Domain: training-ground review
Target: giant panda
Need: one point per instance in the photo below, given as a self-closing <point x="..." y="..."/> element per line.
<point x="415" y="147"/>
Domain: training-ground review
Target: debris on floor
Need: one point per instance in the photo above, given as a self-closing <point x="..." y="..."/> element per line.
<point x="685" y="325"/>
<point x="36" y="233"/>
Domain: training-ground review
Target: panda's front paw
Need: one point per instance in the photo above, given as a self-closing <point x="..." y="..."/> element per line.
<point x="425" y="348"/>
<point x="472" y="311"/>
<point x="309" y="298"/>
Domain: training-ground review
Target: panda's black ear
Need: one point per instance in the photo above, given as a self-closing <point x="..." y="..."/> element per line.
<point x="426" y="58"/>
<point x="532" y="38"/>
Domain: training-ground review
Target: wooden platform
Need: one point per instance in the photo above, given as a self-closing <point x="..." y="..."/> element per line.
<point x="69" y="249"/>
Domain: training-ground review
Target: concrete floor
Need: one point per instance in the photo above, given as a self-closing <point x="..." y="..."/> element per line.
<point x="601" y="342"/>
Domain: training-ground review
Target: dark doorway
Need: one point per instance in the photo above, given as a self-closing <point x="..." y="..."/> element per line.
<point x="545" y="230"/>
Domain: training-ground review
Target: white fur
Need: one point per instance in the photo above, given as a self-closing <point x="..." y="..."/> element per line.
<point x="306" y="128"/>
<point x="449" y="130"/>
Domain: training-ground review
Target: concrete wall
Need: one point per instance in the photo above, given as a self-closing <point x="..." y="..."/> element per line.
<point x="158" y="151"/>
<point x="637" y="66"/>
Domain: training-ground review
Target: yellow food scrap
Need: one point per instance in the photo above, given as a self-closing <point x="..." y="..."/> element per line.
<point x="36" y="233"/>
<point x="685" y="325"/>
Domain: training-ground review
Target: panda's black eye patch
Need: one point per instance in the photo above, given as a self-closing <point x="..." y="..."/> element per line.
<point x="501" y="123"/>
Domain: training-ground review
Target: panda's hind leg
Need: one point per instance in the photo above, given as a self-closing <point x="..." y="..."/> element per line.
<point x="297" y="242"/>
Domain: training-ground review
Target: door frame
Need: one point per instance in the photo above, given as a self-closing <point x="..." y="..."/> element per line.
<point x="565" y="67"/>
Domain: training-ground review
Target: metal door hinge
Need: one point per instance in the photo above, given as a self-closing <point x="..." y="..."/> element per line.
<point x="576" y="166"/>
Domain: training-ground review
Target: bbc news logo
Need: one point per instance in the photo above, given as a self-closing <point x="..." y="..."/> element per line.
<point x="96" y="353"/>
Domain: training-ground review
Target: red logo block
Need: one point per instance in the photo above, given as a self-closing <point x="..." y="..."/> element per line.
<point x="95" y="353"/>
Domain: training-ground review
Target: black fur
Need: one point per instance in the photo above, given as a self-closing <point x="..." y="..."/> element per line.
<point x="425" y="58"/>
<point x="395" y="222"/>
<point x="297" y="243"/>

# # # # #

[DESCRIPTION OF THE TASK] Reproduce all the data word for word.

[RESULT]
Domain: training-ground review
Target: giant panda
Need: one point per instance in the photo below, given as a self-closing <point x="..." y="..."/> element per line.
<point x="415" y="147"/>
Domain: training-ground review
Target: debris on floor
Need: one point per instance in the photo above, given as a self-closing <point x="..." y="..."/> element per line.
<point x="685" y="325"/>
<point x="36" y="233"/>
Domain: training-ground review
Target: panda's front paw
Need: one point per instance in the photo above, given as a self-closing <point x="..." y="..."/> element per line.
<point x="425" y="348"/>
<point x="472" y="311"/>
<point x="309" y="298"/>
Domain: training-ground review
Target: panda's black ear
Need: one point per instance in the photo above, given as a self-closing <point x="..." y="..."/> element per line.
<point x="426" y="58"/>
<point x="532" y="38"/>
Domain: training-ground review
Target: wooden platform
Need: one point per instance in the photo above, given as a self-closing <point x="..." y="..."/> element per line.
<point x="69" y="249"/>
Domain: training-ground review
Target: concrete floor
Need: one point per instance in the photo above, given as a self-closing <point x="..." y="..."/> element per line.
<point x="601" y="342"/>
Domain: training-ground review
Target: dark doorway
Need: one point per instance in the photo above, given as a self-closing <point x="..." y="..."/> element per line.
<point x="545" y="230"/>
Domain: training-ground review
Target: white fur
Need: one point per instance in the photo above, given as a self-closing <point x="..." y="..."/> element per line.
<point x="306" y="128"/>
<point x="449" y="130"/>
Domain: training-ground review
Target: concrete wall
Need: one point per instance in the photo above, given as a self-closing <point x="..." y="..."/> element per line.
<point x="158" y="151"/>
<point x="637" y="66"/>
Domain: training-ground review
Target: yellow food scrap
Need: one point per instance in the photo above, given as a self-closing <point x="..." y="..."/> element per line.
<point x="36" y="233"/>
<point x="685" y="325"/>
Domain: training-ground review
Target: panda's black eye patch
Need: one point per instance in the photo above, given as a self-closing <point x="..." y="..."/> element per line.
<point x="501" y="123"/>
Domain: training-ground review
Target: panda's hind leg
Need: one point per instance in the photo above, given as a self-closing <point x="..." y="..."/> element per line.
<point x="297" y="242"/>
Domain: training-ground review
Target: door frame
Need: one point per instance in the photo above, given as a self-closing <point x="..." y="..."/> element per line.
<point x="565" y="67"/>
Domain: training-ground review
Target: metal door hinge
Need: one point per instance in the photo above, given as a self-closing <point x="..." y="..."/> element per line.
<point x="576" y="166"/>
Domain: training-ground review
Target: bbc news logo
Need: one point per instance in the photo above, given as a self-closing <point x="..." y="..."/> element per line.
<point x="96" y="353"/>
Domain: training-ground review
Target: red logo block
Need: one point per instance in the photo above, given as a self-closing <point x="..." y="..."/> element per line.
<point x="95" y="353"/>
Domain: training-ground review
Target: black fur
Need: one point per instance in the photo above, given as a self-closing <point x="..." y="..."/> element per line.
<point x="425" y="58"/>
<point x="395" y="222"/>
<point x="297" y="243"/>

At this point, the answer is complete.